[Start of Dataset rows]

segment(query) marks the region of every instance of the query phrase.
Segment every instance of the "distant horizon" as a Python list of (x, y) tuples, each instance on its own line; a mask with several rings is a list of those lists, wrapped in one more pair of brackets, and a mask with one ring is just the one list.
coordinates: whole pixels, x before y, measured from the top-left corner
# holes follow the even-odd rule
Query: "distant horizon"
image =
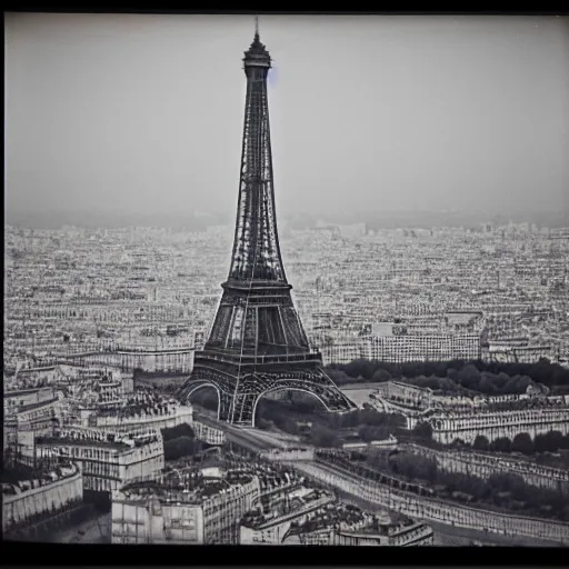
[[(8, 219), (234, 222), (252, 16), (4, 24)], [(261, 16), (260, 37), (280, 221), (569, 218), (569, 18)]]
[[(536, 223), (539, 227), (569, 227), (569, 214), (563, 211), (488, 211), (488, 210), (391, 210), (371, 211), (365, 214), (310, 214), (300, 213), (280, 216), (279, 227), (302, 229), (317, 227), (318, 223), (350, 226), (366, 223), (376, 229), (396, 228), (436, 228), (436, 227), (479, 227), (483, 223), (508, 224)], [(4, 216), (4, 226), (28, 229), (49, 230), (63, 227), (83, 227), (87, 229), (122, 229), (129, 227), (163, 228), (172, 230), (187, 229), (191, 231), (206, 230), (208, 227), (233, 227), (234, 217), (214, 212), (170, 212), (158, 214), (123, 214), (117, 212), (70, 211), (70, 212), (10, 212)]]

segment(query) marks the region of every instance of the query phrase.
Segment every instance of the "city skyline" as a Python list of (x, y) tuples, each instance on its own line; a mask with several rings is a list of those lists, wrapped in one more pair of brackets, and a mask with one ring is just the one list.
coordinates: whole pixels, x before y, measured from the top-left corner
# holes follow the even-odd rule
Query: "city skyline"
[[(8, 222), (231, 223), (252, 17), (6, 21)], [(261, 32), (279, 217), (567, 214), (566, 19), (261, 16)]]

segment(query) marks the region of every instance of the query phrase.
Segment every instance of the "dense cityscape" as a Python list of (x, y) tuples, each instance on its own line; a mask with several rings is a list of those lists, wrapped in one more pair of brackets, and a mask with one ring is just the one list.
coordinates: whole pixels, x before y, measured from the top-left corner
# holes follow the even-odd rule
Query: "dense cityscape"
[(4, 539), (567, 547), (569, 229), (279, 234), (271, 61), (236, 227), (4, 223)]
[[(191, 510), (196, 521), (191, 531), (181, 521), (164, 529), (156, 542), (397, 545), (409, 532), (418, 543), (466, 545), (486, 542), (477, 530), (492, 531), (491, 525), (476, 516), (492, 512), (497, 533), (486, 533), (489, 542), (503, 542), (506, 531), (510, 543), (520, 543), (520, 536), (539, 541), (549, 532), (552, 543), (566, 543), (569, 389), (566, 376), (565, 383), (552, 381), (561, 376), (551, 370), (567, 369), (567, 231), (284, 231), (284, 262), (311, 343), (321, 347), (330, 377), (362, 408), (356, 415), (368, 417), (331, 426), (310, 401), (268, 399), (257, 416), (262, 438), (217, 423), (207, 409), (216, 409), (213, 391), (209, 398), (207, 390), (197, 392), (193, 406), (173, 397), (209, 333), (230, 228), (186, 233), (6, 227), (4, 234), (9, 536), (31, 539), (56, 527), (61, 529), (46, 530), (56, 540), (148, 542), (147, 533), (137, 537), (127, 527), (126, 520), (142, 515), (129, 510), (127, 497), (147, 492), (150, 499), (148, 485), (160, 480), (157, 498), (163, 495), (164, 505), (177, 503), (168, 488), (191, 490), (194, 498), (184, 495), (188, 506), (179, 519), (189, 523)], [(551, 370), (536, 381), (545, 359)], [(459, 365), (433, 368), (452, 360), (482, 362), (478, 386), (469, 389), (476, 379)], [(542, 389), (532, 391), (536, 386)], [(421, 438), (425, 425), (432, 426), (429, 440)], [(393, 470), (406, 457), (415, 457), (416, 470)], [(172, 482), (177, 471), (187, 475)], [(448, 521), (463, 511), (465, 500), (475, 500), (475, 482), (460, 479), (466, 472), (476, 485), (506, 485), (496, 489), (503, 495), (499, 505), (491, 493), (476, 505), (479, 513), (465, 522), (470, 533), (456, 529), (458, 520)], [(66, 477), (73, 493), (51, 488)], [(223, 522), (198, 516), (200, 508), (209, 511), (204, 497), (213, 499), (221, 480), (234, 485), (236, 497), (248, 498), (239, 508), (233, 495), (223, 498), (222, 508), (232, 508), (219, 518)], [(416, 480), (425, 496), (411, 486), (399, 489)], [(49, 491), (43, 503), (26, 497), (36, 485)], [(523, 488), (536, 499), (542, 492), (545, 501), (520, 506), (528, 502), (516, 497)], [(435, 498), (448, 512), (419, 513)], [(112, 523), (109, 506), (101, 506), (107, 502)], [(520, 509), (526, 520), (535, 516), (535, 527), (525, 532), (515, 525)], [(511, 532), (499, 516), (509, 516)], [(173, 510), (169, 517), (174, 525)], [(443, 523), (452, 530), (441, 530)]]

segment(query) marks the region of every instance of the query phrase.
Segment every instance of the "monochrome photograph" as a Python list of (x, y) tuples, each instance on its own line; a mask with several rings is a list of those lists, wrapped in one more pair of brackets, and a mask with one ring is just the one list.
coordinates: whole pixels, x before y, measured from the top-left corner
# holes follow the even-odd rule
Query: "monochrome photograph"
[(568, 17), (9, 12), (4, 69), (3, 540), (569, 546)]

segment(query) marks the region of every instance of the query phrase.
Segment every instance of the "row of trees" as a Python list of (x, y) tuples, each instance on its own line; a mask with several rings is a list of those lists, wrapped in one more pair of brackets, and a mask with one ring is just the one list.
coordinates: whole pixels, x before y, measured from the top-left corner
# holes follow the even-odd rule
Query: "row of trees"
[(562, 449), (569, 449), (569, 435), (563, 436), (559, 431), (549, 431), (546, 435), (538, 435), (533, 440), (527, 432), (517, 435), (513, 440), (501, 437), (492, 442), (479, 435), (472, 445), (477, 450), (496, 452), (521, 452), (523, 455), (535, 455), (536, 452), (556, 452)]
[[(311, 427), (306, 429), (308, 421)], [(256, 425), (260, 429), (277, 427), (290, 435), (306, 435), (317, 447), (339, 447), (345, 442), (347, 433), (357, 432), (363, 441), (382, 440), (391, 433), (397, 435), (405, 427), (405, 418), (380, 413), (371, 408), (339, 415), (309, 409), (303, 402), (261, 400), (257, 407)]]
[(409, 481), (423, 480), (438, 487), (439, 493), (461, 492), (472, 501), (487, 502), (508, 509), (520, 509), (533, 515), (552, 515), (569, 521), (568, 497), (560, 491), (527, 485), (518, 475), (501, 472), (488, 480), (440, 470), (432, 459), (410, 452), (398, 452), (388, 460), (389, 471)]
[(330, 366), (327, 371), (340, 386), (353, 381), (422, 378), (421, 387), (449, 391), (465, 388), (487, 395), (522, 393), (532, 382), (569, 389), (569, 369), (545, 358), (537, 363), (465, 360), (389, 363), (359, 359), (347, 365)]

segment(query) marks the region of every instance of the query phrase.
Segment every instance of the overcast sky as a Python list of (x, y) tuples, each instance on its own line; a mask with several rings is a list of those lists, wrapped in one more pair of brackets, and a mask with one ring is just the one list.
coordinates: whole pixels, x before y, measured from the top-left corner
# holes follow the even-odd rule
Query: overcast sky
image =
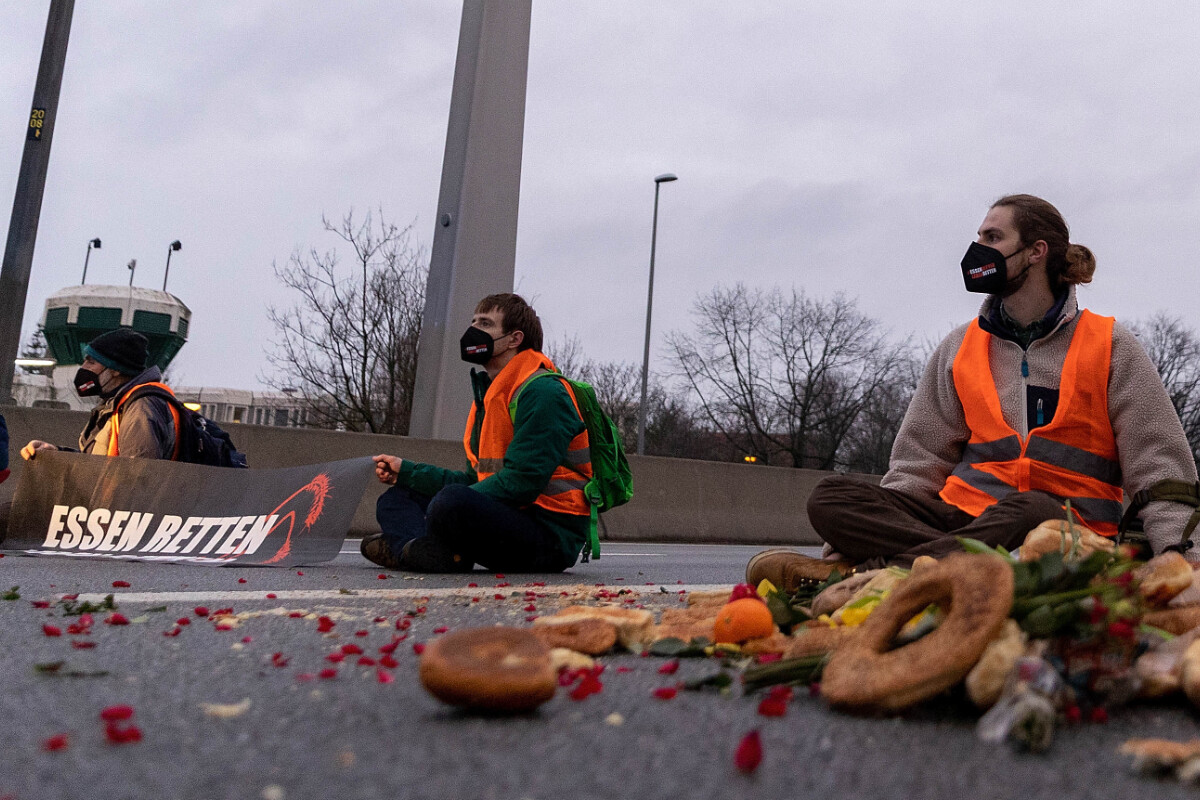
[[(48, 10), (0, 4), (7, 227)], [(76, 6), (25, 314), (78, 283), (169, 289), (176, 380), (254, 389), (271, 263), (382, 206), (432, 245), (461, 4)], [(550, 339), (641, 361), (718, 283), (845, 293), (896, 337), (970, 319), (988, 205), (1052, 201), (1097, 254), (1084, 305), (1195, 327), (1200, 5), (535, 0), (516, 289)], [(463, 320), (466, 326), (468, 320)]]

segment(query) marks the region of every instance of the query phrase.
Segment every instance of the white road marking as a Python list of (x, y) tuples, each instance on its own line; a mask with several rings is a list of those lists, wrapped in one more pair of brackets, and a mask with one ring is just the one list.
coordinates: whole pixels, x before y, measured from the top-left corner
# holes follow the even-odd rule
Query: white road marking
[[(560, 584), (545, 587), (444, 587), (439, 589), (350, 589), (341, 591), (338, 589), (281, 589), (278, 591), (125, 591), (110, 593), (113, 602), (120, 603), (247, 603), (247, 602), (278, 602), (284, 600), (350, 600), (352, 597), (366, 600), (416, 600), (419, 597), (488, 597), (497, 591), (504, 594), (517, 593), (523, 595), (528, 589), (538, 594), (551, 594), (558, 596), (560, 591), (589, 593), (596, 589), (632, 589), (647, 597), (658, 595), (677, 595), (680, 591), (720, 591), (727, 590), (732, 584), (727, 583), (696, 583), (696, 584), (654, 584), (652, 587), (636, 587), (623, 584)], [(664, 591), (665, 590), (665, 591)], [(109, 593), (86, 593), (77, 597), (78, 602), (98, 603), (103, 602)], [(268, 594), (275, 595), (268, 597)], [(62, 595), (60, 595), (61, 597)]]

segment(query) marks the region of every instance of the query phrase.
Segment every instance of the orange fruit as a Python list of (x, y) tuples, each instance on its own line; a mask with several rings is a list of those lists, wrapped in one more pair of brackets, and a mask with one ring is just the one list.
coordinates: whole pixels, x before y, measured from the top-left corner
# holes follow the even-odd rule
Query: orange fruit
[(775, 632), (775, 620), (767, 603), (757, 597), (742, 597), (721, 607), (713, 625), (713, 640), (718, 644), (742, 644)]

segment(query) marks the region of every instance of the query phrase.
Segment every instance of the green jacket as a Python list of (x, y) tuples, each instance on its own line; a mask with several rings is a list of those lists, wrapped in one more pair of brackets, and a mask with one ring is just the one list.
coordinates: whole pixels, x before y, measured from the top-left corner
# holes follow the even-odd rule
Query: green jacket
[[(484, 396), (491, 383), (486, 372), (470, 371), (475, 397), (475, 427), (470, 432), (470, 445), (476, 452), (484, 423)], [(535, 380), (521, 392), (517, 415), (512, 420), (512, 441), (498, 473), (480, 481), (469, 465), (457, 471), (406, 459), (401, 464), (396, 483), (428, 495), (437, 494), (451, 483), (462, 483), (505, 505), (528, 509), (540, 523), (558, 535), (563, 553), (575, 559), (588, 541), (590, 518), (547, 511), (533, 505), (533, 501), (546, 488), (554, 468), (564, 462), (571, 439), (583, 431), (583, 420), (575, 410), (575, 403), (563, 381)]]

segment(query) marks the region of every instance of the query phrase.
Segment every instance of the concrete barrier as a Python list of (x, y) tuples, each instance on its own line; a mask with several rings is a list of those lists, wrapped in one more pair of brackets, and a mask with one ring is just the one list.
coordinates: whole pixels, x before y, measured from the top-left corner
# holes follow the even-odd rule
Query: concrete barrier
[[(0, 408), (8, 422), (13, 475), (0, 485), (10, 500), (20, 477), (18, 455), (30, 439), (74, 445), (88, 415), (53, 409)], [(253, 468), (295, 467), (341, 458), (392, 453), (450, 469), (462, 469), (462, 444), (370, 433), (338, 433), (229, 426), (238, 449)], [(817, 545), (805, 504), (829, 473), (750, 464), (630, 456), (634, 499), (604, 516), (601, 539), (610, 541)], [(878, 481), (877, 475), (864, 480)], [(352, 534), (378, 530), (374, 504), (384, 486), (372, 482), (354, 518)]]

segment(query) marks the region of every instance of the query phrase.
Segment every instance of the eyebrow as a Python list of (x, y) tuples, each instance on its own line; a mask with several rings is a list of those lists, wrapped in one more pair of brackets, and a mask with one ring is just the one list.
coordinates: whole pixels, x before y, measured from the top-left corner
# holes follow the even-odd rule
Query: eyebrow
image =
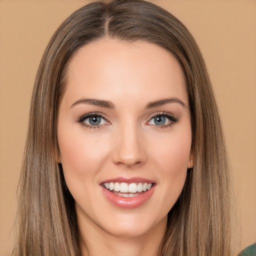
[[(146, 107), (146, 108), (152, 108), (156, 106), (162, 106), (168, 103), (178, 103), (184, 108), (186, 108), (185, 104), (176, 98), (171, 98), (160, 100), (155, 102), (152, 102), (148, 103)], [(96, 98), (82, 98), (76, 100), (71, 105), (70, 108), (78, 105), (78, 104), (88, 104), (95, 106), (102, 106), (106, 108), (114, 108), (114, 104), (108, 100), (96, 100)]]
[(107, 108), (114, 108), (114, 104), (108, 100), (96, 100), (96, 98), (82, 98), (76, 101), (72, 105), (70, 108), (78, 105), (78, 104), (89, 104), (94, 106), (102, 106)]
[(156, 106), (162, 106), (168, 103), (178, 103), (184, 108), (187, 108), (186, 104), (180, 100), (176, 98), (171, 98), (160, 100), (156, 102), (150, 102), (146, 105), (146, 108), (155, 108)]

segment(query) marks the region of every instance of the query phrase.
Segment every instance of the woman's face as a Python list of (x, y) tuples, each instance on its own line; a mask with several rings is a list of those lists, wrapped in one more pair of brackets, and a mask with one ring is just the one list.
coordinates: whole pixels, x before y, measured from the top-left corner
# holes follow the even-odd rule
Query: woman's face
[(76, 53), (66, 78), (60, 162), (80, 226), (124, 236), (162, 232), (192, 166), (178, 62), (154, 44), (104, 39)]

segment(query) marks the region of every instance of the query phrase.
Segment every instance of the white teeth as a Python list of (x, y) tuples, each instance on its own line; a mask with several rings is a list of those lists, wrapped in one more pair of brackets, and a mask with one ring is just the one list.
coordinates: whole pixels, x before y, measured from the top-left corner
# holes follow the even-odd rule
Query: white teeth
[(129, 184), (128, 192), (129, 193), (136, 193), (137, 192), (137, 185), (136, 185), (136, 183), (131, 183)]
[(123, 193), (127, 193), (128, 192), (128, 184), (127, 183), (122, 182), (120, 184), (120, 192), (122, 192)]
[(143, 186), (142, 182), (140, 182), (138, 184), (138, 186), (137, 188), (137, 191), (138, 192), (142, 192), (142, 190), (143, 190)]
[(116, 182), (114, 185), (114, 190), (116, 192), (120, 191), (120, 185), (118, 182)]
[[(106, 184), (107, 183), (105, 183), (105, 185), (106, 186)], [(110, 182), (110, 191), (112, 191), (112, 190), (114, 190), (114, 184), (112, 182)]]
[[(146, 192), (151, 188), (153, 184), (152, 183), (142, 183), (139, 182), (136, 184), (135, 182), (128, 184), (124, 182), (119, 183), (118, 182), (106, 182), (103, 184), (103, 186), (110, 191), (114, 190), (116, 192), (120, 192), (122, 193), (136, 193), (137, 192)], [(116, 193), (115, 193), (116, 194)], [(133, 194), (130, 194), (128, 196), (134, 196)], [(131, 196), (132, 195), (132, 196)]]
[(148, 184), (148, 186), (146, 187), (146, 188), (148, 190), (150, 190), (151, 188), (151, 187), (152, 186), (152, 184), (151, 183), (150, 183), (149, 184)]

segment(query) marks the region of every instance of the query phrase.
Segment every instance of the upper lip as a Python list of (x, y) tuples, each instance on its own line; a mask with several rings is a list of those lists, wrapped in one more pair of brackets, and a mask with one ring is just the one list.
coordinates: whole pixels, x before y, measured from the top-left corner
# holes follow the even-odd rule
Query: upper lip
[(127, 178), (125, 177), (116, 177), (113, 178), (109, 178), (105, 180), (102, 181), (100, 182), (100, 184), (102, 183), (109, 183), (110, 182), (118, 182), (122, 183), (122, 182), (125, 183), (156, 183), (154, 180), (148, 180), (147, 178), (143, 178), (142, 177), (132, 177), (130, 178)]

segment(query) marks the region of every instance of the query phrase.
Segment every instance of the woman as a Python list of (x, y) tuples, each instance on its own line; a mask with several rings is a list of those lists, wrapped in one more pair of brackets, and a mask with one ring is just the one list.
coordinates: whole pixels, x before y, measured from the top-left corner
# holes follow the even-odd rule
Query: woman
[(38, 72), (13, 255), (232, 255), (224, 141), (180, 22), (140, 0), (82, 8)]

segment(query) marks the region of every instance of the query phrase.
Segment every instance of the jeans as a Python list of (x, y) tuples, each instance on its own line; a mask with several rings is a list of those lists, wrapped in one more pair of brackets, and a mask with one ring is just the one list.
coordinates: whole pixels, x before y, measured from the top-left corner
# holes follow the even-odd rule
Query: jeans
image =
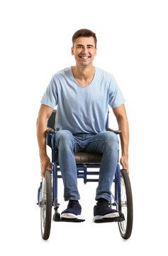
[(65, 186), (65, 201), (80, 199), (74, 152), (83, 151), (103, 154), (95, 199), (103, 198), (109, 201), (118, 163), (119, 140), (117, 135), (106, 131), (96, 134), (72, 134), (68, 130), (60, 130), (56, 132), (55, 142)]

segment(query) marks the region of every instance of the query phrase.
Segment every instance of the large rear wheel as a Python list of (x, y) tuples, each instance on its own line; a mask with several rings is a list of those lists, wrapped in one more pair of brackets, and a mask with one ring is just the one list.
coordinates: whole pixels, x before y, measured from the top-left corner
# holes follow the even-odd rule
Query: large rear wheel
[(51, 173), (46, 169), (45, 178), (43, 177), (40, 201), (41, 235), (43, 239), (47, 240), (50, 236), (52, 215), (52, 182)]
[(133, 222), (133, 196), (129, 176), (125, 170), (121, 170), (121, 211), (125, 220), (118, 222), (121, 235), (124, 239), (130, 237)]

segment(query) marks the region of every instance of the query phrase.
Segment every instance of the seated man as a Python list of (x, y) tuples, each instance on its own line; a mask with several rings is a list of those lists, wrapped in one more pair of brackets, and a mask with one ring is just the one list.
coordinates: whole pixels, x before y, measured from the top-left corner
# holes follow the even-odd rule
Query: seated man
[(97, 50), (96, 34), (81, 29), (74, 34), (72, 43), (72, 54), (76, 65), (54, 75), (41, 100), (37, 120), (41, 175), (45, 177), (45, 169), (50, 169), (45, 134), (47, 119), (57, 106), (56, 146), (65, 186), (64, 197), (69, 201), (61, 216), (80, 218), (82, 208), (74, 152), (84, 151), (103, 154), (94, 220), (118, 217), (118, 213), (108, 206), (108, 202), (118, 162), (118, 139), (115, 133), (106, 132), (105, 127), (109, 105), (122, 132), (121, 164), (128, 173), (129, 132), (125, 99), (114, 77), (93, 65)]

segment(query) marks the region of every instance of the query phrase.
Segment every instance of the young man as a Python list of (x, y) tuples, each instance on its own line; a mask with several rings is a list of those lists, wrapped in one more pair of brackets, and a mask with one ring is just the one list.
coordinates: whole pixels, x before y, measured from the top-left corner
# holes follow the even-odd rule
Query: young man
[(122, 132), (121, 164), (129, 173), (129, 132), (125, 99), (114, 77), (93, 65), (97, 50), (96, 34), (88, 29), (81, 29), (74, 34), (72, 43), (72, 54), (76, 65), (54, 75), (41, 100), (37, 120), (41, 175), (45, 177), (45, 169), (50, 169), (45, 134), (47, 119), (57, 106), (56, 146), (65, 186), (65, 200), (69, 201), (67, 208), (61, 216), (80, 218), (82, 208), (78, 201), (80, 197), (74, 152), (85, 151), (103, 154), (94, 220), (118, 217), (118, 213), (108, 207), (108, 201), (118, 161), (118, 139), (116, 134), (106, 132), (105, 125), (109, 105)]

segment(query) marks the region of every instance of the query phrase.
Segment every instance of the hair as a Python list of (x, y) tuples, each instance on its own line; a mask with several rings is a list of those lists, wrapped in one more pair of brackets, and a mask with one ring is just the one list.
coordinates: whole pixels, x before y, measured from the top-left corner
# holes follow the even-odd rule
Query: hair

[End of Dataset rows]

> **Aim**:
Copy the lines from the top down to and including the one with "218), (569, 18)]]", swapping "distant horizon" for "far horizon" and keeping everything else the same. Leave out the pictures.

> **Task response**:
segment(query) marks the region of every instance of the query phrase.
Segment every instance of the "far horizon" as a Python list of (x, y) tuples, each instance on its own line; a mask with several rings is a list of those lists, wrapped in one more pair of brackets, and a mask with one ring is just the one list.
coordinates: whole pixels, x before y, measured from the top-left corner
# holes follow the even-odd rule
Query: "far horizon"
image =
[[(8, 219), (234, 222), (252, 16), (4, 24)], [(261, 16), (260, 37), (280, 221), (569, 218), (569, 18)]]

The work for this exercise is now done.